_What to work on_: Exactly the lines from the one containing "per_instance = true" through the end of the records must be reproduced; leave out all pictures.

** Opening Information supplied block **

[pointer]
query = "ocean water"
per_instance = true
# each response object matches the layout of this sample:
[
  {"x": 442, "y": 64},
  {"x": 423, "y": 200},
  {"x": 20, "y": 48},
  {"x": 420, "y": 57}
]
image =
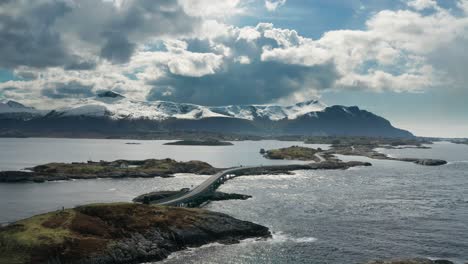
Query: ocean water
[{"x": 392, "y": 209}]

** Closing Information supplied block **

_Written answer_:
per_instance = true
# each response object matches the layout of this sample:
[
  {"x": 442, "y": 64},
  {"x": 423, "y": 200},
  {"x": 20, "y": 48},
  {"x": 420, "y": 57}
]
image =
Query: ocean water
[{"x": 392, "y": 209}]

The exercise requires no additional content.